Information on other glandular structures are rare, and nearly nothing is known about their contents and their functions. At the moment we are not able to trace the different substances in these glands to find out whether there are any constraints concerning structure (and therefore function) and the stored chemicals.
Only few hypotheses are formulated concerning acquisition of toxicity and loss of the shell. Faulkner & Ghiselin assumed that chemical defence based on metabolites derived from food preceded the reduction of the shell and that chemical defence has been a driving force behind the evolution of Opisthobranchia [13
]. Cimino et al., by analysing the different compounds and their origin, came to the conclusion that evolution within the Sacoglossa started with the uptake and storage of sesquiterpenoids from algae in species still having a shell [7
]. Within the shell-less members of the family Elysiidae, diterpenoids from the algae were stored, whereas in highly evolved forms, like Elysia timida
, the slugs switched to a de novo
synthesis of polyproprionates. Cimino & Ghiselin also mentioned that handling and utilization of a particular kind of defensive metabolite allowed the switch to food with similar compounds quite easily, and therefore has driven adaptive radiation [46
]. As an example they named the dorids and in particular the family Chromodorididae, which show a large array of usage of biochemicals from different sponges. Again, the bio-synthesis of compounds, as observed in Dendrodoris
Ehrenberg, 1831, is considered to be the most derived form of defence within the Anthobranchia.
Information on defensive strategies, as listed above, is available now for several groups of the Opisthobranchia. More and more reliable phylogenies are becoming available, which allow the identification of well-supported branches and stemlines. Combining this knowledge, it becomes evident that several defensive systems evolved before the loss of the shell (several glandular structures, e. g., the hypobranchial gland, mantle rim glands, Bohadsch gland). Here we would like to extend the hypothesis of Cimino et al. by addressing the problem of excretion [7
]. It can not be ruled out that certain glandular structures evolved as a kind of excretory system to get rid of ingested toxic substances. Therefore it is not storage in special organs that preceded the use of toxic substances, but the necessity to expel them. By analysing phylogeny, it is evident that many defensive structures evolved after the internalisation or loss of shells (e.g. acid glands in the notum, cleptocnides, MDFs).
But we still have to identify the location of the compounds for a better understanding of the evolutionary history concerning the acquisition of toxicity, which certainly was a driving force in the evolution of these fascinating opisthobranchs. New techniques, e.g., the oligonucleotide aptameres, could help to solve this question [64
]. We also have to keep in mind that chemical substances might not only play a role in defence (allomones), but also in reproduction and development (pheromones).

########

-- Description of the task --
Summarize the passage on chemical defense in opisthobranchs in three sentences.

-- Supplied information --
########

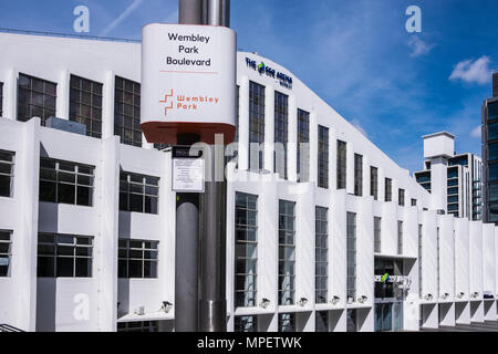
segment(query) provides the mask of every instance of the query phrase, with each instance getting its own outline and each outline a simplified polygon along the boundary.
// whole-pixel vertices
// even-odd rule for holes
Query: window
[[[329,274],[329,209],[315,207],[315,230],[314,230],[314,259],[315,259],[315,303],[326,303],[328,298],[328,274]]]
[[[392,201],[393,200],[393,186],[392,186],[391,178],[385,179],[385,201]]]
[[[374,217],[374,252],[381,253],[381,221],[378,217]]]
[[[41,124],[55,116],[56,84],[42,79],[19,74],[18,121],[40,117]]]
[[[354,302],[356,298],[356,214],[347,212],[346,222],[346,295]]]
[[[93,205],[93,166],[40,158],[40,201]]]
[[[258,317],[256,315],[236,316],[235,332],[258,332]]]
[[[157,278],[158,241],[120,239],[118,278]]]
[[[236,306],[256,306],[258,278],[258,197],[236,192]]]
[[[295,332],[295,313],[279,313],[279,332]]]
[[[338,189],[346,185],[346,143],[338,140]]]
[[[287,143],[289,136],[289,96],[274,92],[274,153],[273,168],[287,179]]]
[[[249,169],[263,169],[264,86],[249,81]]]
[[[418,296],[423,296],[422,292],[422,225],[418,223]]]
[[[117,332],[159,332],[158,321],[117,322]]]
[[[279,305],[294,303],[295,202],[279,200]]]
[[[370,195],[374,197],[374,200],[378,198],[378,169],[376,167],[370,167]]]
[[[320,131],[320,128],[319,128]],[[320,134],[320,132],[319,132]],[[310,177],[310,113],[298,108],[298,181]],[[319,147],[320,148],[320,147]],[[301,156],[302,154],[302,156]],[[319,157],[320,158],[320,157]],[[302,159],[302,162],[301,162]],[[320,164],[319,164],[320,166]],[[320,167],[319,167],[320,168]]]
[[[319,125],[318,186],[329,188],[329,128]]]
[[[115,77],[114,135],[122,144],[142,147],[141,84]]]
[[[314,313],[314,332],[329,332],[329,312],[317,311]]]
[[[70,121],[86,125],[86,135],[102,137],[102,84],[71,75]]]
[[[38,277],[91,278],[93,238],[40,233],[38,236]]]
[[[12,261],[12,231],[0,230],[0,277],[10,277]]]
[[[397,221],[397,254],[403,254],[403,221]]]
[[[401,207],[405,206],[405,190],[402,188],[397,190],[397,205]]]
[[[3,116],[3,83],[0,82],[0,117]]]
[[[363,156],[354,154],[354,195],[363,196]]]
[[[157,214],[159,178],[122,171],[120,210]]]
[[[12,197],[15,154],[0,150],[0,197]]]

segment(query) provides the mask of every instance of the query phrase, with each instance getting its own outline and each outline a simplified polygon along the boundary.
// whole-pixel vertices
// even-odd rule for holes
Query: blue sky
[[[73,33],[79,4],[92,35],[139,39],[147,22],[177,21],[177,0],[2,0],[0,27]],[[405,30],[408,6],[422,9],[422,33]],[[239,49],[288,67],[412,171],[429,133],[480,156],[497,18],[496,0],[231,0]]]

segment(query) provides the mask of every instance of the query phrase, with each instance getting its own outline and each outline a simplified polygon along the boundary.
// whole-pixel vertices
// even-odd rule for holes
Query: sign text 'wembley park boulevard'
[[[142,45],[142,128],[149,143],[189,133],[235,135],[236,34],[224,27],[147,24]]]

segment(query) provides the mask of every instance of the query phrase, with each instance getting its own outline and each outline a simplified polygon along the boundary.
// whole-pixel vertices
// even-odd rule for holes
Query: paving
[[[438,329],[421,329],[421,332],[498,332],[498,321],[471,322],[455,326],[440,325]]]

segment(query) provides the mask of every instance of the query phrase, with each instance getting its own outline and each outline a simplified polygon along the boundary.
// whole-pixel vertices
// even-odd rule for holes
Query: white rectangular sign
[[[235,125],[234,30],[151,23],[142,32],[142,123]]]
[[[172,189],[204,192],[204,158],[173,158]]]

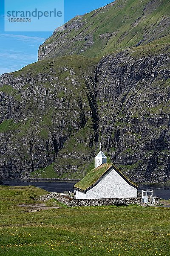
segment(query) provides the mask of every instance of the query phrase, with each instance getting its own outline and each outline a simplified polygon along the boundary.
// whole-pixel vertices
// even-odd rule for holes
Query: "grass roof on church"
[[[137,186],[137,185],[130,180],[127,177],[123,175],[120,170],[113,163],[104,163],[96,169],[93,169],[80,181],[75,184],[74,187],[81,189],[86,190],[94,185],[98,180],[106,172],[109,168],[113,166],[117,171],[121,173],[125,178],[132,184]]]
[[[85,190],[94,185],[112,165],[113,165],[111,163],[104,163],[96,169],[93,169],[82,180],[76,183],[74,185],[74,187],[82,190]]]

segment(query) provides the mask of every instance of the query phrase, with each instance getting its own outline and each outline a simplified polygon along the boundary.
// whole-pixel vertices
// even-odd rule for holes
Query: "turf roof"
[[[96,169],[93,169],[80,181],[74,185],[74,188],[77,188],[82,191],[86,190],[93,185],[109,169],[113,166],[114,169],[119,173],[128,182],[130,183],[132,186],[137,186],[137,185],[133,182],[130,180],[128,178],[122,174],[120,170],[112,163],[104,163],[99,166]]]

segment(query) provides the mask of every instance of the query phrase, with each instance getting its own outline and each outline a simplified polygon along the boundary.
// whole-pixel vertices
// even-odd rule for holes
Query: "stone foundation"
[[[81,206],[101,206],[106,205],[129,205],[129,204],[139,204],[143,205],[141,197],[127,198],[104,198],[99,199],[76,200],[70,198],[68,196],[62,195],[58,193],[50,193],[41,196],[41,201],[48,201],[54,198],[60,203],[65,204],[69,207]],[[155,198],[155,204],[159,204],[159,198]]]

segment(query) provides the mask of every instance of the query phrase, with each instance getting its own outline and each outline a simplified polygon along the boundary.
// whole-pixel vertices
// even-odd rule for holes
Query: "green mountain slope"
[[[81,178],[102,141],[130,180],[170,179],[169,6],[116,1],[76,17],[41,60],[0,77],[0,178]]]
[[[40,47],[39,59],[102,56],[147,44],[169,35],[170,6],[169,0],[116,0],[57,29]]]

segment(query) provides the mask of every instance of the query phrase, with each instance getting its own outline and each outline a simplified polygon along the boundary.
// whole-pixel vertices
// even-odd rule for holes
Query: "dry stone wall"
[[[57,193],[50,193],[42,196],[42,201],[48,201],[54,198],[60,203],[65,204],[69,207],[82,206],[102,206],[106,205],[129,205],[132,204],[143,205],[142,197],[129,198],[104,198],[98,199],[80,199],[69,198],[68,197],[62,195]],[[155,197],[155,204],[159,204],[159,198]]]

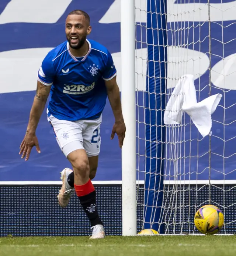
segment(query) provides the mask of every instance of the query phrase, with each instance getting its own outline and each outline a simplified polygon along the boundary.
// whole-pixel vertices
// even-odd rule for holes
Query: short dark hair
[[[69,14],[68,14],[68,16],[69,15],[72,15],[72,14],[83,15],[85,17],[85,18],[90,23],[90,17],[89,17],[89,15],[85,11],[84,11],[81,10],[75,10],[72,11],[71,11]]]

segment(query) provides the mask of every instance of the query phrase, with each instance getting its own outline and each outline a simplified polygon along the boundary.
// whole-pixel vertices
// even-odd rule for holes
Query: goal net
[[[224,214],[220,233],[234,233],[236,1],[136,0],[135,9],[138,231],[198,233],[195,213],[211,204]],[[186,75],[198,102],[222,95],[204,137],[180,101],[169,111],[180,121],[164,122]]]

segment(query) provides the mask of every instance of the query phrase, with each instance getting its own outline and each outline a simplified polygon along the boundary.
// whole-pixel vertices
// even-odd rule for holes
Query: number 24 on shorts
[[[91,140],[91,143],[97,143],[100,140],[100,134],[98,133],[98,130],[96,129],[93,131],[93,136]],[[97,138],[98,137],[98,139]]]

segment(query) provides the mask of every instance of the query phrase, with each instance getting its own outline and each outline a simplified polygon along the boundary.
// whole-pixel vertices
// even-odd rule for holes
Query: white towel
[[[222,97],[222,94],[218,93],[198,103],[194,76],[184,75],[179,80],[167,103],[164,114],[164,123],[170,125],[180,124],[185,111],[203,137],[211,135],[211,115]]]

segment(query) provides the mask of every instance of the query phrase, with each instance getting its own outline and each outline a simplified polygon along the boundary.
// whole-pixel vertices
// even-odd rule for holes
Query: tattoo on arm
[[[35,97],[39,100],[46,101],[51,90],[51,86],[45,85],[38,81]]]

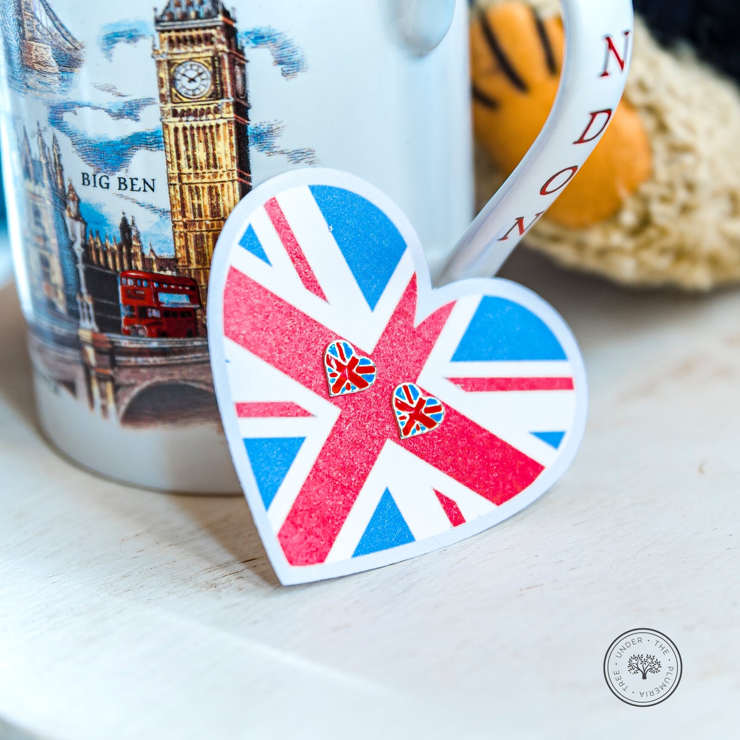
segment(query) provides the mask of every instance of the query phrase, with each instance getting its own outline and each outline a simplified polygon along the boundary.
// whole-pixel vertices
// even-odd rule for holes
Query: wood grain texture
[[[127,488],[49,448],[0,292],[0,715],[53,740],[730,736],[740,295],[634,294],[523,252],[507,272],[582,343],[573,468],[454,547],[288,588],[241,499]],[[684,660],[648,709],[602,673],[637,627]]]

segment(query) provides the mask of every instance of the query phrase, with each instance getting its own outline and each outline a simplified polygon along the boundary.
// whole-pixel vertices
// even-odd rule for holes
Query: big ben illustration
[[[221,0],[169,0],[155,29],[175,257],[205,306],[216,240],[252,186],[246,60]]]

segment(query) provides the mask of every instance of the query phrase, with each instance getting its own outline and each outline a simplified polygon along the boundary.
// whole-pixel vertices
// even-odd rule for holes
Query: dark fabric
[[[740,0],[634,0],[660,41],[688,41],[702,59],[740,81]]]

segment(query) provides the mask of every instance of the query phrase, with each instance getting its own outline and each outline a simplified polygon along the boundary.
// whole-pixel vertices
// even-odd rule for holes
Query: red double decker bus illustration
[[[198,284],[190,278],[126,270],[118,275],[121,333],[130,337],[198,336],[201,307]]]

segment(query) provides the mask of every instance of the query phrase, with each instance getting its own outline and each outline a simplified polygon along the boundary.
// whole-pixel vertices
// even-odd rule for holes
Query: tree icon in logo
[[[643,680],[646,680],[648,673],[660,670],[660,661],[654,655],[633,655],[630,656],[627,670],[634,676],[642,673]]]

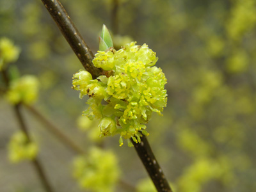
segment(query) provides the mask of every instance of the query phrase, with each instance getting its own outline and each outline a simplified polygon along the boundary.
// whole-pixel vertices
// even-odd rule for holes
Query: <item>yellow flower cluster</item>
[[[76,157],[73,165],[74,177],[81,188],[93,192],[113,191],[119,177],[113,153],[92,148],[88,156]]]
[[[13,104],[31,104],[37,99],[38,84],[38,80],[34,76],[27,75],[14,79],[6,93],[7,99]]]
[[[141,132],[148,135],[145,124],[152,112],[161,115],[167,102],[166,79],[161,69],[152,67],[157,59],[146,44],[131,42],[118,51],[110,48],[95,54],[94,65],[110,76],[93,80],[84,70],[74,74],[73,88],[80,91],[80,98],[90,97],[84,113],[91,119],[100,119],[101,136],[120,134],[122,145],[123,138],[140,142]]]

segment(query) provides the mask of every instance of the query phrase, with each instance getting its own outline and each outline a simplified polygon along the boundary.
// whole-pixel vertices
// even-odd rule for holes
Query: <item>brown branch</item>
[[[63,133],[60,129],[52,124],[45,117],[44,117],[35,108],[29,105],[25,105],[26,108],[31,112],[33,115],[35,115],[43,124],[45,128],[56,136],[62,143],[66,147],[70,148],[71,150],[75,151],[78,154],[84,154],[84,150],[79,146],[76,145],[72,140],[71,140],[66,134]]]
[[[131,140],[157,191],[172,192],[163,170],[151,150],[147,137],[143,135],[140,143],[136,143],[132,139]]]
[[[19,124],[20,125],[20,129],[25,133],[26,137],[28,138],[28,142],[31,142],[31,136],[28,132],[28,130],[25,125],[25,122],[23,118],[22,115],[20,113],[20,104],[16,104],[14,106],[14,111],[17,118]],[[46,177],[45,172],[43,169],[43,167],[40,163],[39,160],[36,157],[34,159],[31,160],[33,165],[34,166],[35,169],[36,171],[36,173],[40,179],[40,180],[42,183],[42,185],[47,192],[53,192],[53,189],[51,186],[49,182]]]
[[[93,78],[96,78],[101,75],[102,72],[99,68],[94,67],[92,63],[93,59],[92,52],[90,51],[89,48],[81,37],[79,33],[75,28],[60,1],[58,0],[41,1],[50,13],[53,20],[57,24],[73,51],[79,58],[84,67],[91,73]],[[117,1],[114,1],[114,3],[112,16],[113,20],[116,19],[116,15],[118,5]],[[114,18],[115,16],[115,17]],[[115,25],[115,22],[113,22],[113,26]],[[81,59],[82,57],[83,60]],[[133,142],[132,140],[132,142]],[[133,144],[157,191],[172,192],[167,180],[165,179],[163,170],[161,169],[154,156],[147,138],[143,136],[141,137],[141,143],[135,143],[133,142]]]
[[[7,72],[7,69],[4,68],[4,70],[3,70],[1,71],[1,74],[3,76],[3,79],[4,82],[5,86],[6,88],[8,88],[10,81]],[[20,104],[17,104],[14,105],[13,109],[16,115],[19,125],[20,126],[20,129],[22,130],[26,134],[26,137],[28,138],[28,142],[31,142],[31,139],[29,133],[26,126],[23,116],[20,113]],[[50,186],[49,182],[46,177],[43,167],[41,165],[40,163],[39,162],[39,160],[37,159],[37,157],[36,157],[34,159],[33,159],[31,163],[33,164],[34,168],[36,171],[36,173],[42,182],[42,186],[45,189],[45,191],[47,192],[53,192],[54,191],[51,188],[51,186]]]
[[[92,74],[93,79],[100,76],[102,70],[95,67],[92,63],[93,54],[84,42],[80,33],[60,1],[58,0],[42,0],[42,2],[84,68]]]

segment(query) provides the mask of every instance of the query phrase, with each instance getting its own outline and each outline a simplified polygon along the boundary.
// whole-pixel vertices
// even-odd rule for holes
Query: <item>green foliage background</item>
[[[163,116],[153,116],[148,139],[176,191],[254,191],[256,2],[118,1],[116,35],[147,44],[157,52],[156,65],[168,79],[168,107]],[[102,24],[111,30],[112,1],[61,3],[95,53]],[[0,26],[0,36],[22,49],[15,63],[20,74],[40,79],[36,107],[88,148],[86,135],[76,127],[85,100],[70,88],[73,74],[82,66],[41,1],[1,0]],[[1,99],[1,191],[43,191],[28,163],[13,166],[6,159],[7,142],[17,125],[11,108]],[[79,191],[67,166],[73,154],[24,113],[40,141],[40,158],[54,188]],[[134,149],[120,147],[117,137],[105,139],[104,147],[118,156],[124,180],[136,185],[147,177]],[[118,188],[117,191],[129,191]]]

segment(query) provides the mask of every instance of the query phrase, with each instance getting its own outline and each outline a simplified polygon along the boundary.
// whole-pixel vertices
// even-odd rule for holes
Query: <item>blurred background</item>
[[[168,79],[168,106],[163,116],[155,114],[149,122],[148,140],[175,191],[256,190],[255,1],[61,3],[93,53],[103,24],[116,49],[134,40],[156,52],[156,66]],[[86,98],[79,99],[71,88],[72,76],[82,65],[41,1],[0,0],[0,38],[4,36],[21,50],[10,65],[20,76],[39,79],[33,108],[86,151],[95,145],[90,132],[78,129],[83,126]],[[77,154],[22,109],[56,191],[91,191],[79,188],[72,175]],[[8,161],[8,143],[19,124],[4,94],[0,127],[1,191],[44,191],[29,161]],[[118,139],[104,138],[100,145],[114,152],[127,182],[117,184],[115,191],[134,191],[127,186],[147,182],[147,174],[135,150],[126,143],[119,147]]]

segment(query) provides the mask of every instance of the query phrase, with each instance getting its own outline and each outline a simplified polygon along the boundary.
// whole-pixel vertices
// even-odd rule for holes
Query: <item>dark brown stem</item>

########

-- Answer for the task --
Earlier hypotheses held that chemical defense based on food-derived metabolites preceded the reduction of the shell, and Cimino et al. traced sacoglossan evolution from shelled species storing algal sesquiterpenoids to de novo synthesis in highly evolved forms such as Elysia timida. The authors extend this hypothesis by proposing that certain glandular structures may have evolved as excretory systems to expel ingested toxic substances, noting that phylogeny shows several defensive systems arose before shell loss and many others after it. They stress that the location of the compounds must still be identified to understand how toxicity was acquired, and that these substances may function not only in defense but also in reproduction and development.